▸ Directive
Pull out every line of the records below that contains the word "stadium", and copy each such line in full.

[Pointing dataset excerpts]
#####

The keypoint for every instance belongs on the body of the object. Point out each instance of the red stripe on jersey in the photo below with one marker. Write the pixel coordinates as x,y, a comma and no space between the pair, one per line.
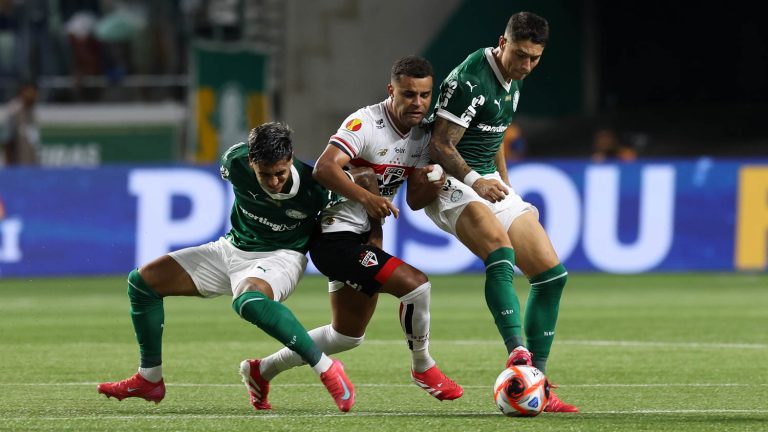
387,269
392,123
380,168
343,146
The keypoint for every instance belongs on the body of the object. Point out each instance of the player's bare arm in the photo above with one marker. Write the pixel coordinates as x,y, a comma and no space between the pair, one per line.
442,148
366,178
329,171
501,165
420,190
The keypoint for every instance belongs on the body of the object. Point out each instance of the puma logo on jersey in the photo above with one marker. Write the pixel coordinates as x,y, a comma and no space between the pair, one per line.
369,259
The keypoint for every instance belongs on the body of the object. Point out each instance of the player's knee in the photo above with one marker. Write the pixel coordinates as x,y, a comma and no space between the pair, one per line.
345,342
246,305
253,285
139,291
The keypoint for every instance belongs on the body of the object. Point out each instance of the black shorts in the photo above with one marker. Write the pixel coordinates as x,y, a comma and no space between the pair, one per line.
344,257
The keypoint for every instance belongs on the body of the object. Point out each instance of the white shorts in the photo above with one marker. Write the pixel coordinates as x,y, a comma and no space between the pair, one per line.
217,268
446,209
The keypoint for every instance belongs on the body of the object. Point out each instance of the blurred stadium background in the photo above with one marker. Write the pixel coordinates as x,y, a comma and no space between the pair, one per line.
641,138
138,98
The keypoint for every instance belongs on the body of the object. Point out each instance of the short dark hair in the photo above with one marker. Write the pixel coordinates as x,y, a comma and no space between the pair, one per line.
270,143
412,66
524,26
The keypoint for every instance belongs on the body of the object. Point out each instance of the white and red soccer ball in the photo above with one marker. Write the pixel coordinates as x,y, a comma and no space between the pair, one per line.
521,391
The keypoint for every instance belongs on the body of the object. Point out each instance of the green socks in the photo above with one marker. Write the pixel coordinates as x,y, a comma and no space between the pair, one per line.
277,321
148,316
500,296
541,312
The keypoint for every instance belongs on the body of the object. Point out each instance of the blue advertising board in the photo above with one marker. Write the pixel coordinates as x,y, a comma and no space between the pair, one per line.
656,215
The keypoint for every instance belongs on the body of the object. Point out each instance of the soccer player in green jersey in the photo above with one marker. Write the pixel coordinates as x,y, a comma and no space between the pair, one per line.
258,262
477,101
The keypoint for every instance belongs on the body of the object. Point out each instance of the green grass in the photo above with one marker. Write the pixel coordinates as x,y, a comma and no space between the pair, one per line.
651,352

#####

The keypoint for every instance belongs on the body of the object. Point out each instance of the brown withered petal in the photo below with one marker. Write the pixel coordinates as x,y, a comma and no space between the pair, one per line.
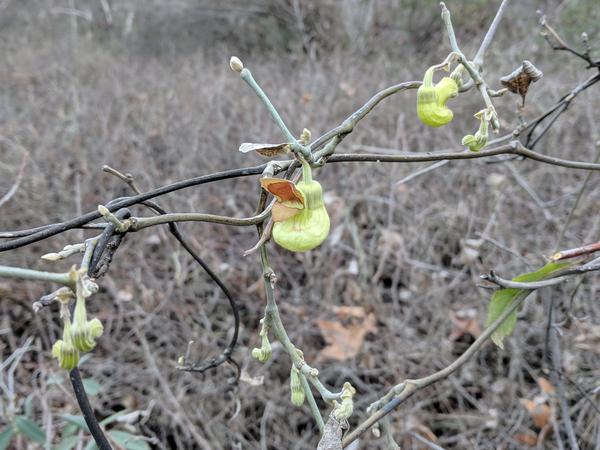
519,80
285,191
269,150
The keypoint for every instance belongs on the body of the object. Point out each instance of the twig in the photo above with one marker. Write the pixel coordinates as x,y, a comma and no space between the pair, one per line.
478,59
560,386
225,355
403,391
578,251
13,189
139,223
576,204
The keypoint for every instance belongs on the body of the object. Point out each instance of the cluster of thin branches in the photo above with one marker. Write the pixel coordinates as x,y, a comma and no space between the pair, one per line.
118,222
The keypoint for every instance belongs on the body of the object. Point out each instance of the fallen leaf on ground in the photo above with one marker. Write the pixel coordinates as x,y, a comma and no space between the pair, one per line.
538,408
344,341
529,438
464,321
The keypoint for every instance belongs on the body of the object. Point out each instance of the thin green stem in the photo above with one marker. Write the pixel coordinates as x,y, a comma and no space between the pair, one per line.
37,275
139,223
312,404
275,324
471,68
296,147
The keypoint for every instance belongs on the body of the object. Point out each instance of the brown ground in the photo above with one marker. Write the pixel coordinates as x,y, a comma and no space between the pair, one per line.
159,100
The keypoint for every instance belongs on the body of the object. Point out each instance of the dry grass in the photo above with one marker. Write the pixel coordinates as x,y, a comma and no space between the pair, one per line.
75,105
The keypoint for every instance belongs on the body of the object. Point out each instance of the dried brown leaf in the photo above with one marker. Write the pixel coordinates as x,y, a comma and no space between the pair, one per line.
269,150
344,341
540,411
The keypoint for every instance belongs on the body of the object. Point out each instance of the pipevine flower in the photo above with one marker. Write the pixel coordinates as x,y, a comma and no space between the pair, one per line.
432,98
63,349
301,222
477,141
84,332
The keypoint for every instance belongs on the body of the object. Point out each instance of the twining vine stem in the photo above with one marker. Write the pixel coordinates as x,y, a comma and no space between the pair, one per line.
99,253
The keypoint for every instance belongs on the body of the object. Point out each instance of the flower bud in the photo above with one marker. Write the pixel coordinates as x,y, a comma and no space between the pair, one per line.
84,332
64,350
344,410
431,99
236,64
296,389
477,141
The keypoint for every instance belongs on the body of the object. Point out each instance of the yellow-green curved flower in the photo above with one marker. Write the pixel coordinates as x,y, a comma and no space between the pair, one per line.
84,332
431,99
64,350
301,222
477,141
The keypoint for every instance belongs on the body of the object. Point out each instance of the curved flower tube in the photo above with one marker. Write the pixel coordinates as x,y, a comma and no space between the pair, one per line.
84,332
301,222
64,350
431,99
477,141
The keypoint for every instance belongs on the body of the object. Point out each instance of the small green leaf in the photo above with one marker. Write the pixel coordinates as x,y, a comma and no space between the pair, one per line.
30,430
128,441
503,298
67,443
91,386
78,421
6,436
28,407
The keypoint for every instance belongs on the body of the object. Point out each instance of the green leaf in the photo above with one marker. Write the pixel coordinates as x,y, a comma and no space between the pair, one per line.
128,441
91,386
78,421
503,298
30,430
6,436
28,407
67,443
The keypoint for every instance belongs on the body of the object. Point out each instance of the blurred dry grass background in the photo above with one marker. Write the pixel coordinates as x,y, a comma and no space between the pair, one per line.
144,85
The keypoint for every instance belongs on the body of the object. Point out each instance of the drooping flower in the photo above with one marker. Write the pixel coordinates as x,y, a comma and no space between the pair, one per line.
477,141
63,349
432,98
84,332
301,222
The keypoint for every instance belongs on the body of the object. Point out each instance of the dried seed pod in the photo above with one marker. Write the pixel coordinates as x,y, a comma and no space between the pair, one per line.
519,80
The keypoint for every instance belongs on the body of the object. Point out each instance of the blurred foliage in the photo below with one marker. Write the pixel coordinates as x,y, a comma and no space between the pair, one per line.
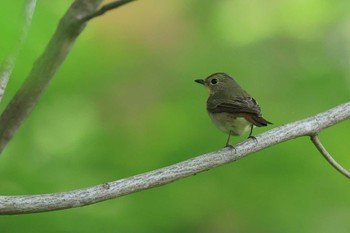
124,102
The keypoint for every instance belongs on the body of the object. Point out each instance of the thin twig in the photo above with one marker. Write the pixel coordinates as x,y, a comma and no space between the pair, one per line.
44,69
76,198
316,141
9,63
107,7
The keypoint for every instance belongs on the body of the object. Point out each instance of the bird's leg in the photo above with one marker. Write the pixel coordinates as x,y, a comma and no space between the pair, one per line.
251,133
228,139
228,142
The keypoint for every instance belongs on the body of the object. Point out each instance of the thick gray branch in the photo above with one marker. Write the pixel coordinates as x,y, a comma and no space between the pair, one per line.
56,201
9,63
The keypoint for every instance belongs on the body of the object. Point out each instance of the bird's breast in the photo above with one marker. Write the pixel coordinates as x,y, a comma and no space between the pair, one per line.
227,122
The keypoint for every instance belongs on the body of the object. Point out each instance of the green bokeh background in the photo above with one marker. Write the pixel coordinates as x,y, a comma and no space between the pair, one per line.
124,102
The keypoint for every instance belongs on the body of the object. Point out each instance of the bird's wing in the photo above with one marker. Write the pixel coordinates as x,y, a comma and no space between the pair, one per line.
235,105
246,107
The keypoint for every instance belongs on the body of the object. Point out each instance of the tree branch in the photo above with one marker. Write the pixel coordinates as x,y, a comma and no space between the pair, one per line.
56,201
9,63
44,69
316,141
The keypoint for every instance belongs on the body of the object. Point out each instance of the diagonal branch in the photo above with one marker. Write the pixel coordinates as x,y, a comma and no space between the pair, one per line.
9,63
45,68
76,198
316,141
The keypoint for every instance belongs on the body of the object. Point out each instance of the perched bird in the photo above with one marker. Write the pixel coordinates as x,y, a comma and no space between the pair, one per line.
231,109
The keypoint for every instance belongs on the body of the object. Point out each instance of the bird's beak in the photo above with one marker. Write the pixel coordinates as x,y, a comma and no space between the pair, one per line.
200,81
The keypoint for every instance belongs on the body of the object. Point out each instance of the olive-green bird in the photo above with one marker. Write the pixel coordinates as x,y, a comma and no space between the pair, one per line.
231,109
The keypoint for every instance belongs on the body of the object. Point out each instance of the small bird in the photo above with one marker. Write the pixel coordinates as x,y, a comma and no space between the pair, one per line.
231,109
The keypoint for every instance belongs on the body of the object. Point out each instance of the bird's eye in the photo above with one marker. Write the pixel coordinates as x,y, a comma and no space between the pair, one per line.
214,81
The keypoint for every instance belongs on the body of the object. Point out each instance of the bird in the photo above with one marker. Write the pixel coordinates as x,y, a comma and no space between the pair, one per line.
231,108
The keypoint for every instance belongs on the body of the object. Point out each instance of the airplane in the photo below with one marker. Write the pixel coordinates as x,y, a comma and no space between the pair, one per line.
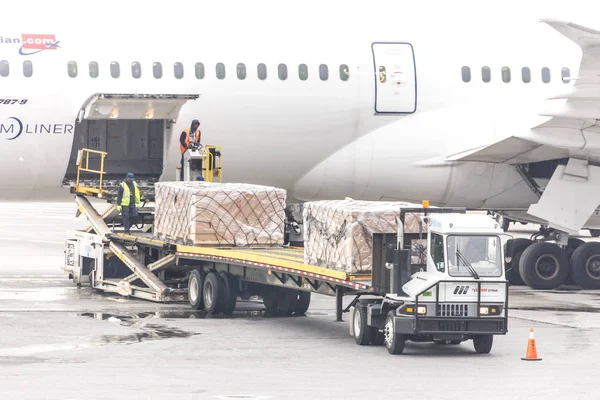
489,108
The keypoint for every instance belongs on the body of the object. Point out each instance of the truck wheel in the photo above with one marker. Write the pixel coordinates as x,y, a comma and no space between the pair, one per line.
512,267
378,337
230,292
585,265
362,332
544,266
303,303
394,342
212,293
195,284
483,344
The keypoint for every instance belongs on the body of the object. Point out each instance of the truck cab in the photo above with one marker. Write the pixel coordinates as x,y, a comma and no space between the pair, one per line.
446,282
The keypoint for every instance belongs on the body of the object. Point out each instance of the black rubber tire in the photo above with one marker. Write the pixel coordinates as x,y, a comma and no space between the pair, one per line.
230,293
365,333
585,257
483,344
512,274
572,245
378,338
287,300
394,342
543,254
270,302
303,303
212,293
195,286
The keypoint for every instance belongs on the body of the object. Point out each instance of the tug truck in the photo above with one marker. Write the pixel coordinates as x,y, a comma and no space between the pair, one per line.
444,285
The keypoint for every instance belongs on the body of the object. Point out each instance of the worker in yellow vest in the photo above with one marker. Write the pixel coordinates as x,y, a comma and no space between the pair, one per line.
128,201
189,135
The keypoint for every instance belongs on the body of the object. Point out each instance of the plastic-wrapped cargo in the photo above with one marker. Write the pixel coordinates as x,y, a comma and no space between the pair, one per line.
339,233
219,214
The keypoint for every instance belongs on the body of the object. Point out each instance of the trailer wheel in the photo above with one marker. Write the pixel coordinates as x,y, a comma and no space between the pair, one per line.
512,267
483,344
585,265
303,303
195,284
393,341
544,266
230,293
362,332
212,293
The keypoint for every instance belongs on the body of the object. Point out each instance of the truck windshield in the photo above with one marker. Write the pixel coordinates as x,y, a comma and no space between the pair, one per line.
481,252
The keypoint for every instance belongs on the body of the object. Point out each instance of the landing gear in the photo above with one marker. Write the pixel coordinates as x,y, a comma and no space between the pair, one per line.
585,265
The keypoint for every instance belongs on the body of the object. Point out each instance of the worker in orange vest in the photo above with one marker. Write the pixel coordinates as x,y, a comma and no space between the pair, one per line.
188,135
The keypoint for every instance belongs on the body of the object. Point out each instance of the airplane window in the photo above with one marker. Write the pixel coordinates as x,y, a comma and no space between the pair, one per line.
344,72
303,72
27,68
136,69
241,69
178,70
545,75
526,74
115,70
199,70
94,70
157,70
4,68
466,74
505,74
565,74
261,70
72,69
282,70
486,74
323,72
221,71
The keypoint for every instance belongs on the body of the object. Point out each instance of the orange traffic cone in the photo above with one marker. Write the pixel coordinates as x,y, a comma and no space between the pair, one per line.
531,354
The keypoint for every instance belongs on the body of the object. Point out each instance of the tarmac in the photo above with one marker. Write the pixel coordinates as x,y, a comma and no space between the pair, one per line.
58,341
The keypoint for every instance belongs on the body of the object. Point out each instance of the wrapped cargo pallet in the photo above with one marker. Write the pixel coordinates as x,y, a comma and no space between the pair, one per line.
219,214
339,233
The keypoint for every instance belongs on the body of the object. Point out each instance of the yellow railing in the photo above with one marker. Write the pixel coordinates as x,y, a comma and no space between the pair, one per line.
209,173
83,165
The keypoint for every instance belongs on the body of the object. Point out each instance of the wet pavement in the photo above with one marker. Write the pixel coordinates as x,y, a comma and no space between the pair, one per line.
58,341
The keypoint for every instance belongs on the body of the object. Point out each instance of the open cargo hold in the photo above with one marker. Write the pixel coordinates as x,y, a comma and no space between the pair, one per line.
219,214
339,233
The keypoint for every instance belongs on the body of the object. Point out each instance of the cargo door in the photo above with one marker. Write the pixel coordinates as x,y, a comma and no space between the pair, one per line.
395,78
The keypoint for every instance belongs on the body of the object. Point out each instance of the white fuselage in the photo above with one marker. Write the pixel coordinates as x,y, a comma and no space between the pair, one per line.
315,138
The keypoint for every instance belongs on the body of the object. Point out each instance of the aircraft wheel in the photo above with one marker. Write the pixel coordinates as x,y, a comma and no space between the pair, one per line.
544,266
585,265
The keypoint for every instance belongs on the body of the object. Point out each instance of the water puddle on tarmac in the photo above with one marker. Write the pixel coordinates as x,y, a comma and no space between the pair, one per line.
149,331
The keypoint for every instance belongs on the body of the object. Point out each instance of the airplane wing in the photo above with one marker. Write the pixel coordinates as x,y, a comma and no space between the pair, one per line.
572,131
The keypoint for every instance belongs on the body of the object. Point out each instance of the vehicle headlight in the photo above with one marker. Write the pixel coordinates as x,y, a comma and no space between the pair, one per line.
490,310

#####

▸ Answer in full
The keypoint for every instance belongs on the body of the object. Point out each instance of the blurred stadium background in the photo above with one marker. Write the pixel coordinates as x,y, a comma and no space between the pair, one per line.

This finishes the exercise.